Short task »
List every line of the records below that contains the word "gloved", matching case exactly.

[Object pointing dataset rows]
◇ ◇ ◇ ◇ ◇ ◇ ◇
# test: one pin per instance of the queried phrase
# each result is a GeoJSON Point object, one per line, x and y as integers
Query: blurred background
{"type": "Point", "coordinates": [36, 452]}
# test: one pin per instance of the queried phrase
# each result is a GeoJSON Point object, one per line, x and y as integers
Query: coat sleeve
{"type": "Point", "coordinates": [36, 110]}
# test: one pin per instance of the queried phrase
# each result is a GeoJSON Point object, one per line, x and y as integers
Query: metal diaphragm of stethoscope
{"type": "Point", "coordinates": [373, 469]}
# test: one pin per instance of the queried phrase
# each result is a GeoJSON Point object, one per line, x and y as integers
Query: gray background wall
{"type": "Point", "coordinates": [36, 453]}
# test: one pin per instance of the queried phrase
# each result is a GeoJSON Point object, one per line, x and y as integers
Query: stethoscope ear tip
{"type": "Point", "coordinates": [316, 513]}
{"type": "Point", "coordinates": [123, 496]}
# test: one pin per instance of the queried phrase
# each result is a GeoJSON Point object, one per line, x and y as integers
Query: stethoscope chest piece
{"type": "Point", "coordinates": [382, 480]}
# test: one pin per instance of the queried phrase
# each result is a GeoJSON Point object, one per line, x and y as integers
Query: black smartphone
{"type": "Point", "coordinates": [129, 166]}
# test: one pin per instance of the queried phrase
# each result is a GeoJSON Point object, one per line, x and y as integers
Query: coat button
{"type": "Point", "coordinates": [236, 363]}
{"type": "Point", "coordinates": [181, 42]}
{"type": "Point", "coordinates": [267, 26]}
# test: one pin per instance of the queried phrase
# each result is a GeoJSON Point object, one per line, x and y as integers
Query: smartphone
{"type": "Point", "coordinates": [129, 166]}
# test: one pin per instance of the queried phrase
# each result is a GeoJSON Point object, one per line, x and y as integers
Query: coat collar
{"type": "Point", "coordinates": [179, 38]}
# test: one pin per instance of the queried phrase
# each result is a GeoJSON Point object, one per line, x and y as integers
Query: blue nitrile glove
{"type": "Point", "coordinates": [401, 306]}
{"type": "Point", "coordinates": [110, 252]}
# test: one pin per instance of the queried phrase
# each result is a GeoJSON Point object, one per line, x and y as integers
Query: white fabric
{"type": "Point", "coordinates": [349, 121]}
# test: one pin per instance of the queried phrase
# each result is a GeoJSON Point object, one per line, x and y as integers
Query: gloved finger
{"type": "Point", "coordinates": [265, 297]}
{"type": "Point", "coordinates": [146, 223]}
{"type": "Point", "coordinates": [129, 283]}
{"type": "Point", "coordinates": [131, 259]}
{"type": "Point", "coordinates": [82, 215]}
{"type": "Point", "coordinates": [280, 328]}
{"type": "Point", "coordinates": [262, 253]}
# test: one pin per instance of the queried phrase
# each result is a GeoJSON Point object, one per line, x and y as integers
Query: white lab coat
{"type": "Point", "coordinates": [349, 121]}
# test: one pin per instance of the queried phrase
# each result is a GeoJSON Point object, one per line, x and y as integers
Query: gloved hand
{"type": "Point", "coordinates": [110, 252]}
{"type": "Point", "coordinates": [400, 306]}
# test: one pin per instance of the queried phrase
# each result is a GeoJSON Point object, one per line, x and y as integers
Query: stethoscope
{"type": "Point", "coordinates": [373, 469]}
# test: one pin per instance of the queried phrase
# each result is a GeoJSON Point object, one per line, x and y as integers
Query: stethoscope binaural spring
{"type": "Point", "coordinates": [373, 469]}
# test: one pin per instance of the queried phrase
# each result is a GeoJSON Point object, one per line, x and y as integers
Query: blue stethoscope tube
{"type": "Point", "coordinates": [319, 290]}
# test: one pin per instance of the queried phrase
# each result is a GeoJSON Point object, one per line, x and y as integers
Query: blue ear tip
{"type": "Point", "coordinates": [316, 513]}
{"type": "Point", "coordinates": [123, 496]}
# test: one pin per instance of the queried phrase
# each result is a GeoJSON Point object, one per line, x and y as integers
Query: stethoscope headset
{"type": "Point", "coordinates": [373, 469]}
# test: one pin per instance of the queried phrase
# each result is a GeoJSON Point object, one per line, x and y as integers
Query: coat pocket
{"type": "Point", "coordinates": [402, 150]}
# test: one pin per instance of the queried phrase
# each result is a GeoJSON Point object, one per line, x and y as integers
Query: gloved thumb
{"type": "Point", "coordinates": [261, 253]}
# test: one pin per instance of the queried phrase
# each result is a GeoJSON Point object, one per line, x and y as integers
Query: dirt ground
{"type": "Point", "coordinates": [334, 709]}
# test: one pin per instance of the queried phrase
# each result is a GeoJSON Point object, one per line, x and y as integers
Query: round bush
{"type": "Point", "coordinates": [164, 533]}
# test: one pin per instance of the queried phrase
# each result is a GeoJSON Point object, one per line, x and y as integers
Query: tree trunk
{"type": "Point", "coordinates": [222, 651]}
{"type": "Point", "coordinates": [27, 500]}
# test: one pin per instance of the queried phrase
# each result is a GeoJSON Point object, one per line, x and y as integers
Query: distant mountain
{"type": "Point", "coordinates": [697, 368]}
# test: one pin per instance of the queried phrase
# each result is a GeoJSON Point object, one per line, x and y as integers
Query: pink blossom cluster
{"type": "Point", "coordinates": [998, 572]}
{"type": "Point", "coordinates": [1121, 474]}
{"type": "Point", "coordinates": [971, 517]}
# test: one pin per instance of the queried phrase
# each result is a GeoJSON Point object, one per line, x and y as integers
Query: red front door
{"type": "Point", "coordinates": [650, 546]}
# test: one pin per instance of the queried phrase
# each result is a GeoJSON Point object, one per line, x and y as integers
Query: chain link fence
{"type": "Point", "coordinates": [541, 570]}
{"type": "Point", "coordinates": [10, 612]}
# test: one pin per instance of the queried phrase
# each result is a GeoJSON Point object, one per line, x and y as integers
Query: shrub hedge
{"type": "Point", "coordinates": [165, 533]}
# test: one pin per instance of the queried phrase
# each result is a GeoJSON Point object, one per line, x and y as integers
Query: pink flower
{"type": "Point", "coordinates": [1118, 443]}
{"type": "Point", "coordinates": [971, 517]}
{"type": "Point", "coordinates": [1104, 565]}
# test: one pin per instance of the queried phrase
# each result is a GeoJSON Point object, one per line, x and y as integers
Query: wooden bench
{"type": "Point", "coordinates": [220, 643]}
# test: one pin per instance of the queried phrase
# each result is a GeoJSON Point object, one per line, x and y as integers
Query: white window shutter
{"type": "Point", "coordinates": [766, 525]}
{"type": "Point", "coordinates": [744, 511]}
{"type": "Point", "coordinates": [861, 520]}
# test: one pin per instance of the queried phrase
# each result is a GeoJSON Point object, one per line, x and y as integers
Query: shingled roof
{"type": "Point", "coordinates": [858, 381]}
◇ ◇ ◇ ◇ ◇ ◇ ◇
Solution to the exercise »
Query: gloved finger
Query: gloved hand
Query: gloved thumb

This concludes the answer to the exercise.